[Data extracted from a collection]
----------------------------------------
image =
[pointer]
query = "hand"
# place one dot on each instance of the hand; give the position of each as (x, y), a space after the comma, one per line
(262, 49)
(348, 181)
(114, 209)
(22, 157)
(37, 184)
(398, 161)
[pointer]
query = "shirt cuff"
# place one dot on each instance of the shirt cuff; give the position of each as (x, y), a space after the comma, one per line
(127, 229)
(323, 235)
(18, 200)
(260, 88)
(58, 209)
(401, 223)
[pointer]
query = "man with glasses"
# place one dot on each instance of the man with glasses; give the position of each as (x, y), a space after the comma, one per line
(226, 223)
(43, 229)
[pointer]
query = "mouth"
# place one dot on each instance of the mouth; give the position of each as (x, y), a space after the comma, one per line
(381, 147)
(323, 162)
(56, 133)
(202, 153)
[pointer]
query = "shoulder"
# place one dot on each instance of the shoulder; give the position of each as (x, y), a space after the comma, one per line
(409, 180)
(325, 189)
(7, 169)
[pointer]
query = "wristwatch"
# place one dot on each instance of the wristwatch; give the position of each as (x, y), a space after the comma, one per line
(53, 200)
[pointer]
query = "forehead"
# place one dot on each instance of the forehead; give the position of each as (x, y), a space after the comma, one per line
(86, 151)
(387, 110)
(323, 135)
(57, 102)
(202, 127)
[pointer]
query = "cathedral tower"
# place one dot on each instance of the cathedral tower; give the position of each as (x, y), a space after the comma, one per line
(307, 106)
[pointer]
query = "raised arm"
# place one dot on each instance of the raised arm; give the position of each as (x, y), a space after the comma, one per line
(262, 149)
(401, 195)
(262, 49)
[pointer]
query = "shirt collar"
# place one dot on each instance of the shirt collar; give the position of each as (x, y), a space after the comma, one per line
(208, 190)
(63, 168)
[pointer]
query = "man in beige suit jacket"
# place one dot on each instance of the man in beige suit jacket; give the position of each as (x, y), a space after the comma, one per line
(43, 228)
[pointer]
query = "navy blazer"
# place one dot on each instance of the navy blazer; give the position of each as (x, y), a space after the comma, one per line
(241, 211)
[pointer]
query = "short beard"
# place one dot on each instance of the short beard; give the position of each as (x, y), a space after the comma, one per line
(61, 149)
----------------------------------------
§ EXERCISE BRIEF
Repeat each record exactly. Omit nothing.

§ RESULT
image =
[pointer]
query = "hand"
# place one dot on each instance of the hand; give the position of each as (x, y), a space after the comma, one per line
(262, 49)
(348, 181)
(114, 209)
(22, 157)
(37, 184)
(398, 161)
[pointer]
query = "shirt cuff"
# place one dot on each instance of the shirt cuff; give the position of each as (x, y), a space after the comma, one per line
(127, 229)
(323, 235)
(18, 200)
(260, 88)
(58, 209)
(401, 223)
[pointer]
query = "man with glasses"
# place one dot on each instance of the man with glasses; give the position of each as (x, y), a space after the comma, one per line
(226, 223)
(43, 229)
[pointer]
query = "mouth"
# place one dot on each instance of the mouth; give the position of each as (x, y), a space after the comma, one per line
(381, 147)
(323, 162)
(56, 133)
(202, 153)
[pointer]
query = "shoulder"
# place one dot on each instance of the shoulder; give the position of each as (x, y), a space after the comma, one per line
(409, 180)
(325, 189)
(7, 169)
[pointer]
query = "wristwatch"
# place one dot on each instance of the wristwatch; give the position of each as (x, y), a space after the comma, one per line
(53, 200)
[pointer]
query = "forehead"
# place one dot on each instance of the forehead; give the position of each as (x, y), a space after the comma, one per line
(86, 151)
(387, 110)
(323, 135)
(57, 102)
(202, 127)
[pointer]
query = "cathedral tower"
# place one dot on each instance of the cathedral tower; give the position of each as (x, y), a space after the comma, one per line
(307, 106)
[pointer]
query = "raised arm"
# place one dot on each instance of the raised arm; give the position of each as (x, y), a space after the comma, one per line
(262, 149)
(401, 195)
(262, 49)
[pointer]
query = "shirt collar"
# place one dot on each instance of the shirt collar; give the position of each as (x, y), a space after the comma, one per line
(208, 190)
(63, 168)
[pointer]
query = "man in beige suit jacket"
# place one dot on each instance of the man in beige suit jacket; give the position of each as (x, y), a space after the comma, one per line
(43, 228)
[pointer]
query = "navy blazer"
# place one dot on each instance of the navy blazer; give the position of each as (x, y), a space after the comma, one per line
(241, 211)
[pointer]
query = "short beard"
# place one dot on each instance of the short beard; give the position of each as (x, y), a space after the comma, one per line
(61, 149)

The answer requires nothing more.